The answer must be the full listing, restated word for word.

━━━━━━

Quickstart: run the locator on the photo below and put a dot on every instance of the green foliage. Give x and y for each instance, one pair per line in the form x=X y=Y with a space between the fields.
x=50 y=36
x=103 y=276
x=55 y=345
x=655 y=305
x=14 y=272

━━━━━━

SOLUTION TO THE EXERCISE:
Quickstart: run the locator on the photo below and put a dot on every instance of the green foliage. Give x and y for each instance, one pair per line in the form x=X y=Y with a space between the fields.
x=50 y=36
x=103 y=276
x=55 y=345
x=655 y=305
x=14 y=272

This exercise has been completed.